Incorporating Equation (2) into Equation (1), derived from the mechanical impedance equation, yields the system amplitude response Equation (3):

$$\{\begin{array}{l}\left\{\begin{array}{l}\left|X_1\right|\\ \left|X_2\right|\end{array}\right\}=\frac{F_0\left\{\begin{array}{l}\sqrt{{\left(k_2-{\omega }^2{m}_2\right)}^2+\left(\omega c_2\right)}\\ \sqrt{k_2^2+{\left(\omega c_2\right)}^2}\end{array}\right\}}{\sqrt{A^2+B^2}}\\ A=\left(k_1-m_1{\omega }^2\right)\left(k_2-m_2{\omega }^2\right)-\left(k_2{m}_2+c_1{c}_2\right){\omega }^2\\ \\ B=\left(k_1-m_1{\omega }^2\right)c_2\omega -m_2\left(c_1+c_2\right){\omega }^3+k_2{c}_1\omega \end{array}$$

(3)

Excluding the damping of the main system, c₁ = 0, Equation (4) for the amplitude response variable can be obtained by simplification.

-=-=-=-=-

▶ [Instruction]
Pick up the amplitude-response derivation above after its final sentence and continue writing it.

-=-=-=-=-

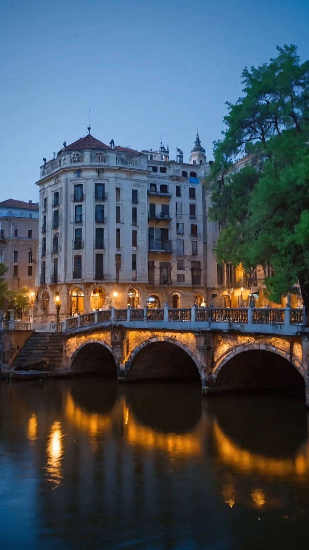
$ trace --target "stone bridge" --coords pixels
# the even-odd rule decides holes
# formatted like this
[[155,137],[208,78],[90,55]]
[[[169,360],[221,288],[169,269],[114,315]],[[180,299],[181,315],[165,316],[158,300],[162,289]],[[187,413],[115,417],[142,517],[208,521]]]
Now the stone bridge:
[[100,371],[119,382],[196,378],[203,394],[305,390],[309,406],[309,332],[301,310],[109,310],[62,323],[63,368]]

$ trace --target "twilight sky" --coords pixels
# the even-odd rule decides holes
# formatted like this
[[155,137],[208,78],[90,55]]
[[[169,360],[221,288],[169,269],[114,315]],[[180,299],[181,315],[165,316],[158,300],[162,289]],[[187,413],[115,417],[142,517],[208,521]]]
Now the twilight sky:
[[0,201],[38,200],[42,158],[87,133],[208,158],[245,65],[296,44],[309,58],[308,0],[2,0]]

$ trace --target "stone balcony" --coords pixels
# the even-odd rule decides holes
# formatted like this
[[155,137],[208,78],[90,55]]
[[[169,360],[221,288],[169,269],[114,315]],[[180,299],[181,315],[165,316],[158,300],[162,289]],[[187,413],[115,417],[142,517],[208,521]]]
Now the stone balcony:
[[92,166],[102,168],[111,166],[117,168],[147,170],[147,159],[142,156],[130,155],[116,151],[93,154],[92,151],[89,150],[78,155],[67,151],[40,167],[40,179],[56,173],[63,168],[71,167],[73,169],[80,169],[82,167]]

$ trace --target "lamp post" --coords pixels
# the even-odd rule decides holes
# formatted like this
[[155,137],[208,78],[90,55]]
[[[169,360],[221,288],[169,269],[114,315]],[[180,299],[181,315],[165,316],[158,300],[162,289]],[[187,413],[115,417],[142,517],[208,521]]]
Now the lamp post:
[[60,323],[60,309],[61,307],[61,300],[59,294],[56,294],[55,296],[55,305],[57,311],[57,325],[58,331],[58,327]]

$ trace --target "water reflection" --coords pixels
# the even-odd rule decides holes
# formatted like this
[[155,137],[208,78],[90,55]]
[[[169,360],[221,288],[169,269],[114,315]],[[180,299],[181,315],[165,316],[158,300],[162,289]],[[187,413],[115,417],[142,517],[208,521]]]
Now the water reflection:
[[[296,547],[309,531],[301,402],[203,399],[194,386],[105,380],[27,388],[0,388],[0,519],[13,513],[17,491],[3,457],[16,472],[33,459],[29,478],[22,469],[31,498],[16,505],[36,525],[35,550],[47,550],[51,533],[60,550],[245,548],[258,515],[272,540],[275,520],[294,518]],[[280,524],[272,547],[289,548],[288,528]],[[268,547],[267,533],[260,548]]]
[[61,422],[58,420],[56,421],[51,428],[47,443],[46,474],[48,481],[56,486],[60,484],[63,477],[62,469],[63,453],[63,439]]
[[30,416],[27,427],[27,437],[29,441],[35,441],[37,437],[37,420],[34,413]]

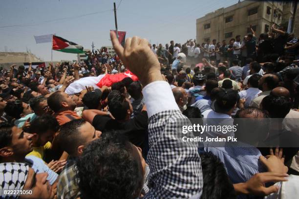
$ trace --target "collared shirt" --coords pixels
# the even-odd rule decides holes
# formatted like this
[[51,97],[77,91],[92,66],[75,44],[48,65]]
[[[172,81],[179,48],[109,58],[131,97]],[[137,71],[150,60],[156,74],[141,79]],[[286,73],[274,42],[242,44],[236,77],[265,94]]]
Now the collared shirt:
[[225,80],[230,80],[233,82],[233,89],[236,91],[240,89],[240,86],[239,86],[239,84],[236,81],[234,81],[234,80],[232,80],[229,78],[224,78],[221,81],[219,81],[218,82],[218,85],[219,85],[219,87],[222,87],[222,83],[223,83],[223,81],[224,81]]
[[261,103],[262,100],[267,96],[270,95],[271,91],[267,91],[263,92],[258,95],[258,96],[253,100],[250,103],[250,106],[254,107],[259,108],[259,105]]
[[176,130],[191,123],[181,113],[167,82],[151,82],[142,93],[149,118],[147,161],[151,185],[144,199],[200,198],[203,179],[197,144],[177,147],[181,139]]
[[135,100],[131,104],[133,107],[133,113],[134,115],[136,115],[141,112],[144,105],[144,98],[143,97],[139,100]]
[[239,95],[240,99],[245,98],[246,100],[244,106],[245,107],[249,106],[251,101],[261,93],[261,91],[257,88],[249,88],[247,90],[240,91]]
[[76,199],[80,196],[80,191],[76,179],[75,158],[70,158],[58,177],[57,198]]
[[205,147],[205,150],[211,151],[223,163],[233,184],[246,182],[256,173],[267,171],[259,160],[260,152],[253,146]]

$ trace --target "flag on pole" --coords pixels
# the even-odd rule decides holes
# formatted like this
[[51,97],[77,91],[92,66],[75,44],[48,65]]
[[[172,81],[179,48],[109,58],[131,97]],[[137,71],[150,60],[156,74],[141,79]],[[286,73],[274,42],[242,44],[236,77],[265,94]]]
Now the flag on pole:
[[84,53],[83,47],[60,37],[53,36],[52,49],[67,53]]
[[34,39],[36,43],[50,43],[52,42],[52,36],[55,35],[55,34],[49,34],[48,35],[35,36]]
[[[111,31],[114,31],[115,34],[116,34],[116,31],[115,30],[110,30]],[[125,46],[125,41],[126,41],[126,34],[127,32],[126,31],[122,31],[120,30],[117,31],[118,33],[118,41],[119,43],[122,44],[123,46]]]
[[[29,68],[29,62],[24,62],[24,67],[25,68]],[[45,67],[45,62],[32,62],[31,63],[31,67],[32,68],[44,68]]]

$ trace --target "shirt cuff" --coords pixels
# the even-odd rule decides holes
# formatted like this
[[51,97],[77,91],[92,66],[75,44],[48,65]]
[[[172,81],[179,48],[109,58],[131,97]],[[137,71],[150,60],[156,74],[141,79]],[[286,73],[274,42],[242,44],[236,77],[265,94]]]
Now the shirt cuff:
[[158,113],[169,110],[178,110],[169,84],[165,81],[156,81],[147,85],[143,89],[149,118]]

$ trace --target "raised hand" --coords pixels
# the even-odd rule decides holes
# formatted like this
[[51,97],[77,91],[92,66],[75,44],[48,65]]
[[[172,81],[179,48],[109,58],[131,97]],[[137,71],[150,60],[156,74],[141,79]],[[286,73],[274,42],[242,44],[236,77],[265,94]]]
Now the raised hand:
[[157,80],[163,80],[160,63],[149,47],[149,41],[138,37],[126,40],[125,47],[119,43],[114,32],[110,32],[113,48],[125,66],[136,75],[144,86]]

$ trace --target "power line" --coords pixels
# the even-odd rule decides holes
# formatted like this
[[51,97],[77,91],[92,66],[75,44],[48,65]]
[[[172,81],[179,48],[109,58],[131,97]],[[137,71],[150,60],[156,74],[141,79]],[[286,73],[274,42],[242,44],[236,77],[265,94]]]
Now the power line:
[[119,2],[119,3],[118,4],[118,5],[117,6],[117,8],[116,8],[116,10],[117,10],[118,9],[118,7],[120,5],[120,4],[121,3],[122,0],[121,0],[121,1]]

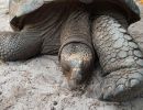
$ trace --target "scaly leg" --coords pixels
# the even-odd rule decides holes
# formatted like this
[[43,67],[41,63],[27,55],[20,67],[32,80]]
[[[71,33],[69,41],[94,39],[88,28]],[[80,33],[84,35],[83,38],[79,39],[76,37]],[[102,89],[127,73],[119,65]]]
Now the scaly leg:
[[125,101],[143,91],[143,54],[120,21],[111,15],[99,15],[92,24],[92,42],[105,77],[100,82],[99,99]]

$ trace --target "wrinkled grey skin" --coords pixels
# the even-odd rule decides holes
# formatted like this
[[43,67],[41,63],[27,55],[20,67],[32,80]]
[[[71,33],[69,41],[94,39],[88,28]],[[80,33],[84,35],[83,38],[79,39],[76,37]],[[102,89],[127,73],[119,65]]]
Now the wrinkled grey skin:
[[113,6],[99,1],[51,2],[15,16],[11,21],[15,32],[0,32],[0,58],[21,61],[58,54],[72,89],[88,80],[99,62],[102,79],[98,98],[132,99],[143,91],[143,52],[128,33],[128,26],[139,16],[134,11],[129,19],[131,13],[127,15],[125,10]]

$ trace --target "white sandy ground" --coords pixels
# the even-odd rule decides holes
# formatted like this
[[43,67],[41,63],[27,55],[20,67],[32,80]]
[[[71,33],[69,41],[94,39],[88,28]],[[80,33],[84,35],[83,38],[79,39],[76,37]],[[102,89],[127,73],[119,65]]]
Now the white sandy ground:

-=-=-=-=-

▶ [Exercise answer]
$$\left\{\begin{array}{l}\left|X_1\right|\\ \left|X_2\right|\end{array}\right\}=\frac{{\delta }_{\mathrm{st}}\left\{\begin{array}{l}\sqrt{{\left({\alpha }^2-{\lambda }_1^2\right)}^2+{\left(2{\xi }_2\alpha {\lambda }_1\right)}^2}\\ \sqrt{{\lambda }_1^4+{\left(2{\xi }_2\alpha {\lambda }_1\right)}^2}\end{array}\right\}}{\sqrt{{\left[\left(1-{\lambda }_1^2\right)\left({\alpha }^2-{\lambda }_1^2\right)-\mu {\alpha }^2{\lambda }_1^2\right]}^2+{\left[2{\xi }_2\alpha {\lambda }_1\left(1-{\lambda }_1^2-\mu {\lambda }_1^2\right)\right]}^2}}$$

(4)

There into

$$\{\begin{array}{l}{\delta }_{\mathrm{st}}=F_0/k_1,{\omega }_1=\sqrt{k_1/m_1},{\omega }_2=\sqrt{k_2/m_2}\\ {\lambda }_1=\omega /{\omega }_1\\ \alpha ={\omega }_1/{\omega }_2,\mu =m_1/m_2,{\xi }_2=c_2/\left(2\sqrt{k_2{m}_2}\right)\end{array}$$

(5)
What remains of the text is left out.